[Work to complete] Retype each record shown below, leaving every character as it is.

[Input material]
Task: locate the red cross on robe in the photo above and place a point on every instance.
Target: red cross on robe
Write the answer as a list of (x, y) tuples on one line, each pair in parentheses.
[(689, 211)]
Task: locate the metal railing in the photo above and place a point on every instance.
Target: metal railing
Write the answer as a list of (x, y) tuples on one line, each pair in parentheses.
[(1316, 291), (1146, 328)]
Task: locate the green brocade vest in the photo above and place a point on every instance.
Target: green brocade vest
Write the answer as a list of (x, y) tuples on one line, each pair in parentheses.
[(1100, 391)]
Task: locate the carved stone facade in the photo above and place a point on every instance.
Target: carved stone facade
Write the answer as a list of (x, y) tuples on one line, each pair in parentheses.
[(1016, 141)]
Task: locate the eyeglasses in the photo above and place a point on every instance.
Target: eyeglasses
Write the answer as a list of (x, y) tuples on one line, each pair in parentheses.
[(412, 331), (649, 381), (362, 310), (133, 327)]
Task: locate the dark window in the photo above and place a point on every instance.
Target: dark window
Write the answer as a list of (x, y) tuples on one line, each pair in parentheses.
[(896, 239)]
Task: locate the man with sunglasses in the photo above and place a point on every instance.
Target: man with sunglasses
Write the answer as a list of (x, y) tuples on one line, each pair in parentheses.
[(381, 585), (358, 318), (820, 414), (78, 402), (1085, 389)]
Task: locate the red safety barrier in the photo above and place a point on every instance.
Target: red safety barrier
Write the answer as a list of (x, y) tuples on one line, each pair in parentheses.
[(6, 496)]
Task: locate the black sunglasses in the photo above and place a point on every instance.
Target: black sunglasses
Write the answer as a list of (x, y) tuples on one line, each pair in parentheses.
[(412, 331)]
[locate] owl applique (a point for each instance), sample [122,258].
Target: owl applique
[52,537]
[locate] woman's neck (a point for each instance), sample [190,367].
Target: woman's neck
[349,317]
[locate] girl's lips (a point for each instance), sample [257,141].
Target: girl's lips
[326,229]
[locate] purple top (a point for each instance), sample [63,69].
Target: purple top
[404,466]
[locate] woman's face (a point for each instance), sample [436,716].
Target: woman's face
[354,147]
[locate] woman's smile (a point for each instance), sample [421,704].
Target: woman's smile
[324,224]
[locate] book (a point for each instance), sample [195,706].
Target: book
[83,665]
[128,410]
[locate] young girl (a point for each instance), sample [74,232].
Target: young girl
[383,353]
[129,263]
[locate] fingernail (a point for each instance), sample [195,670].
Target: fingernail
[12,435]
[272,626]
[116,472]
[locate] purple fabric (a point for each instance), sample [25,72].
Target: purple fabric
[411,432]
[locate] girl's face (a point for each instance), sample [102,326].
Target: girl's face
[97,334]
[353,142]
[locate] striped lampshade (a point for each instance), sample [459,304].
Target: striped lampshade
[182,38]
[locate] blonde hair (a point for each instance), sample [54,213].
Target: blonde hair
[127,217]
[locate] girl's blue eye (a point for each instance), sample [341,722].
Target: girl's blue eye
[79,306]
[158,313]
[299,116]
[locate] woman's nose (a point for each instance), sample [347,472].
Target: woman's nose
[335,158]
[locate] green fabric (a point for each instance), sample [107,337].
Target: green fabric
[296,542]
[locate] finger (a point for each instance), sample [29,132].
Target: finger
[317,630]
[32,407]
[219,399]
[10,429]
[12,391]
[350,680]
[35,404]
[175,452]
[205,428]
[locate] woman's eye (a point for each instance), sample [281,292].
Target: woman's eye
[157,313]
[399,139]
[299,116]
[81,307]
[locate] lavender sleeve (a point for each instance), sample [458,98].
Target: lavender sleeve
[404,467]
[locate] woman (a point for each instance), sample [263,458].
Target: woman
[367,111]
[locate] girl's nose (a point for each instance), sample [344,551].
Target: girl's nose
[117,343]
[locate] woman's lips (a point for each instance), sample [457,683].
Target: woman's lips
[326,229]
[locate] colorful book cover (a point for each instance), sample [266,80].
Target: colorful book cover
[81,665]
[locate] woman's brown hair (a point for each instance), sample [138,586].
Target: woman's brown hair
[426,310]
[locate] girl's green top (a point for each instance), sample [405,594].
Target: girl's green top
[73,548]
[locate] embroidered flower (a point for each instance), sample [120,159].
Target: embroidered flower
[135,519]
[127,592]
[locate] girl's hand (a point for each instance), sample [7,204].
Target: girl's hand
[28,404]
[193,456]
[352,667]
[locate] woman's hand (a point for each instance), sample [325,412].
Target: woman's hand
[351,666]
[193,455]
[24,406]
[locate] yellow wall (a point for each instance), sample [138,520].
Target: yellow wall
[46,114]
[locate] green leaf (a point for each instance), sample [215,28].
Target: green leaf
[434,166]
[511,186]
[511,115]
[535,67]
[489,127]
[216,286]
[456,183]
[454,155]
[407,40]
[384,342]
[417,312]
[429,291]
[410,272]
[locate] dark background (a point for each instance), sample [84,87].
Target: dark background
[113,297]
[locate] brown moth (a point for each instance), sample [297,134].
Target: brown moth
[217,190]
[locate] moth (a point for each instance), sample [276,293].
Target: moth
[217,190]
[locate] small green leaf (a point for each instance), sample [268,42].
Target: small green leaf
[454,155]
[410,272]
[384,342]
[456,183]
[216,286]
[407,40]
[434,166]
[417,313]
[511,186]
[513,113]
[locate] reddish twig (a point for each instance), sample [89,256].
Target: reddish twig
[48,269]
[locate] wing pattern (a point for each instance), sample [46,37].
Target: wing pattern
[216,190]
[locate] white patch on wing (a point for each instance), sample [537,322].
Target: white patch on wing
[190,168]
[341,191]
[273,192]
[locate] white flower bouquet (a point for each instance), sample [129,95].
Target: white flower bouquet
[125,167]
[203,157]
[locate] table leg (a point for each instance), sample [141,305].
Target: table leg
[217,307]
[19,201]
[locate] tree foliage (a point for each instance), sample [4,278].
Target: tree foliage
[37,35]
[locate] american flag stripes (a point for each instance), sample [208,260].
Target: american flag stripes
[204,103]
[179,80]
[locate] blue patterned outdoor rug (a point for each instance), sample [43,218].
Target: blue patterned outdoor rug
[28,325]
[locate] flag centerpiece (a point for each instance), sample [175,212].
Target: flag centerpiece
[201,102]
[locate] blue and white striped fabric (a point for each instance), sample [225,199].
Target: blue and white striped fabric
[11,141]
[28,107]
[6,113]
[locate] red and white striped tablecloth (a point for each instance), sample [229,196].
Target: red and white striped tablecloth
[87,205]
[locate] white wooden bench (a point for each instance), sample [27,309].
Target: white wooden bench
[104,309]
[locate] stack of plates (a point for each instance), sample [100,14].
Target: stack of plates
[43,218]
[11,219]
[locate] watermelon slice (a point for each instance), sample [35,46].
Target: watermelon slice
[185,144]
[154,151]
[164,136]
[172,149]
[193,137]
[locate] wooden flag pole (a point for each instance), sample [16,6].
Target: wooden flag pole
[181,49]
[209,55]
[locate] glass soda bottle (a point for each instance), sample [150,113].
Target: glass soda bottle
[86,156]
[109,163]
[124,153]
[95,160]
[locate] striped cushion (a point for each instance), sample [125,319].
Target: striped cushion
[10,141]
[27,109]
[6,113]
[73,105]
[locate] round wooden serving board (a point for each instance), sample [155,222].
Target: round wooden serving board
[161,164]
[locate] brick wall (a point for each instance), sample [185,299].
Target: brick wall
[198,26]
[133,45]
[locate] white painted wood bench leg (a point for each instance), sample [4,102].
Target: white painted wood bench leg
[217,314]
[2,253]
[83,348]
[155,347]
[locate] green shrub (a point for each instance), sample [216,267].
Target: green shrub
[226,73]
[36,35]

[Answer to the exercise]
Task: locate the red cross on robe in the photo above and place a point on every instance.
Target: red cross on robe
Write the answer as a list of (x, y) tuples on one line, each pair in parentheses.
[(689, 211)]
Task: locate the metal railing in the photo above and place a point on every instance.
Target: metal railing
Write the answer as a list of (x, y) tuples on one line, each pair in parentheses.
[(1316, 291), (1146, 328)]
Task: locate the green brocade vest in the photo above and place a point on every instance.
Target: green brocade vest
Write the answer as a list of (x, y) tuples on one line, each pair in parentheses.
[(1100, 391)]
Task: locate the carved stone facade in the photo above and place a point on every instance.
Target: carved stone facade
Write the answer as a list of (x, y) tuples on one line, each pair in parentheses.
[(1016, 141)]
Task: locate the eyeglasses in the photo above and place a point on every instance.
Target: eyeglasses
Write the answer as a list of (x, y) tuples on one line, each pair in parentheses.
[(412, 331), (649, 381), (362, 310), (133, 327)]
Task: locate the dark window in the photo above and place a point on every instance.
Target: dark window
Write the answer as a list of (x, y) tuples on one line, each pair in parentheses.
[(896, 239)]
Task: locate the man with sunglasses in the photo above and place a point on every instance.
Target: man with sunglasses
Write the answer as a list of (x, y) tuples on one line, each pair in parentheses.
[(381, 585), (358, 318), (820, 414), (78, 402), (1085, 389)]
Task: locate the red safety barrier in the photo above and place a point on every instance.
Target: red safety barrier
Write the answer as a list of (x, y) tuples on one line, each pair in parentheses.
[(6, 496)]
Task: locate the black sunglasses in the photo above and place a point on every instance.
Target: black sunglasses
Write the answer as a list of (x, y) tuples on one line, each pair in parentheses.
[(412, 331)]
[locate] owl applique (a point for each instance), sample [122,258].
Target: owl applique
[52,537]
[locate] woman's neck (a point for each instance), sample [190,367].
Target: woman's neck
[349,317]
[locate] girl's lips (a point for each instance), sample [257,141].
Target: girl's lips
[326,229]
[locate] purple top (a point for each instance), sample [63,69].
Target: purple top
[404,466]
[locate] woman's face (a point for each instance), sample [436,716].
Target: woman's face
[354,147]
[locate] woman's smile (a point for each instance), sample [421,704].
Target: woman's smile
[324,224]
[locate] book (a point for each instance), sample [195,706].
Target: book
[83,665]
[128,410]
[locate] young girl (a point for each instance), sample [74,232].
Target: young girl
[383,353]
[129,263]
[locate] fingernail (a point for each instance), sample [195,670].
Target: fingernail
[12,435]
[272,626]
[116,472]
[locate] purple fabric (a point for each instance), sample [25,72].
Target: purple fabric
[411,432]
[locate] girl's face (a point for each instance), sample [102,326].
Target: girl's face
[97,334]
[353,142]
[locate] striped lampshade (a point for each instance), sample [459,304].
Target: striped lampshade
[182,38]
[locate] blonde hair (a point for each instance), sample [54,213].
Target: blonde hair
[127,217]
[locate] girl's blue eye (a point for each instance), sample [341,722].
Target: girl's blue eye
[79,306]
[158,313]
[299,116]
[locate] woman's nose (a point for each instance), sample [347,472].
Target: woman's nose
[335,158]
[locate] green fabric (a point for each instance), sample [107,337].
Target: green fabric
[296,542]
[locate] finger (a point for each instance), sample [29,132].
Target: finger
[317,630]
[32,407]
[219,399]
[10,429]
[12,391]
[350,680]
[35,404]
[175,452]
[205,428]
[locate] woman's eye (a point for each instance), sample [281,292].
Target: woman's eye
[157,313]
[399,139]
[299,116]
[81,307]
[locate] lavender sleeve (a point for each instance), sample [458,98].
Target: lavender sleeve
[404,467]
[locate] woman (a point for each instance), sample [263,458].
Target: woman
[367,111]
[locate] girl's nose (a point for each instance), sample [344,551].
Target: girl's nose
[117,343]
[locate] woman's lips (a point for each instance), sample [457,683].
Target: woman's lips
[326,229]
[locate] colorful book cover (a point for each instance), sample [266,80].
Target: colorful book cover
[81,665]
[locate] woman's brown hair (a point for each instance), sample [138,586].
Target: woman's brown hair
[426,310]
[locate] girl's green top (a point for each instance), sample [405,594].
Target: girl's green top
[73,548]
[locate] embroidered flower (a point for each instance), sample [120,159].
Target: embroidered flower
[135,519]
[127,592]
[locate] girl's hand (a point for each instance), sample [7,204].
Target: girl's hand
[28,404]
[193,456]
[352,667]
[locate] woman's hand (a point for each instance), sample [325,412].
Target: woman's hand
[351,666]
[193,455]
[24,406]
[locate] yellow wall (a point for each instance), sample [138,520].
Target: yellow wall
[46,114]
[locate] green leaf (a point for each instance), sample [215,28].
Target: green leaf
[434,166]
[511,186]
[511,115]
[535,67]
[489,127]
[216,286]
[456,183]
[454,155]
[407,40]
[384,342]
[417,312]
[429,291]
[410,272]
[locate] dark background (a point for each instance), sample [84,87].
Target: dark background
[113,297]
[locate] brown moth (a point for each instance), sample [297,134].
Target: brown moth
[217,190]
[locate] moth (a point for each instance), sample [276,293].
Target: moth
[217,190]
[locate] small green leaf (a point for each instance), sample [268,42].
Target: small green leaf
[454,155]
[410,272]
[384,342]
[456,183]
[216,286]
[407,40]
[434,166]
[417,313]
[511,186]
[513,113]
[locate] reddish twig (a point for each instance), sample [89,256].
Target: reddish twig
[48,269]
[locate] wing pattern (a point for each instance), sample [46,37].
Target: wing pattern
[216,190]
[locate] white patch on wing (a point for each instance), sample [537,322].
Target: white patch on wing
[190,168]
[341,191]
[273,192]
[locate] white flower bouquet (a point for each instance), sample [129,95].
Target: white flower bouquet
[125,167]
[203,157]
[locate] table leg (a point for each instance), sample [141,305].
Target: table leg
[217,307]
[19,201]
[locate] tree foliage (a point for each instance), sample [4,278].
Target: tree foliage
[37,35]
[locate] american flag stripes (a point for each instance), sample [208,260].
Target: american flag stripes
[204,103]
[179,80]
[locate] blue patterned outdoor rug (a point for each instance), sample [43,218].
Target: blue patterned outdoor rug
[28,325]
[locate] flag centerpiece (a point for each instance), sample [175,212].
Target: flag centerpiece
[201,102]
[locate] blue and white striped fabric (a point for each instance), sample [225,199].
Target: blue and white striped fabric
[11,141]
[28,107]
[6,113]
[locate] red and white striped tablecloth (a point for each instance), sample [229,196].
Target: red and white striped tablecloth
[87,205]
[locate] white wooden bench (a point for each instance), sample [27,309].
Target: white wooden bench
[104,309]
[locate] stack of plates (a point for each instance), sample [100,14].
Target: stack of plates
[43,218]
[11,219]
[locate] watermelon slice (a point for each instance), sample [35,46].
Target: watermelon slice
[185,144]
[154,151]
[164,136]
[172,149]
[193,137]
[locate] wooden flag pole (a point for each instance), sample [16,6].
Target: wooden flag pole
[181,49]
[209,55]
[locate] glass soda bottle (a point for each instance), sample [150,113].
Target: glass soda bottle
[86,156]
[109,163]
[124,153]
[95,160]
[locate] striped cushion (a point for each instance), sample [125,319].
Target: striped cushion
[10,141]
[27,109]
[6,113]
[73,105]
[locate] round wooden serving board (a point for each instance), sample [155,222].
Target: round wooden serving board
[161,164]
[locate] brick wall (a point for each instance), sample [185,299].
Target: brick wall
[198,26]
[133,45]
[locate] white painted wood bench leg (a point for each instance), sample [4,102].
Target: white painted wood bench leg
[217,314]
[2,253]
[83,348]
[155,347]
[locate] green shrub (a point for each instance), sample [216,267].
Target: green shrub
[226,73]
[36,35]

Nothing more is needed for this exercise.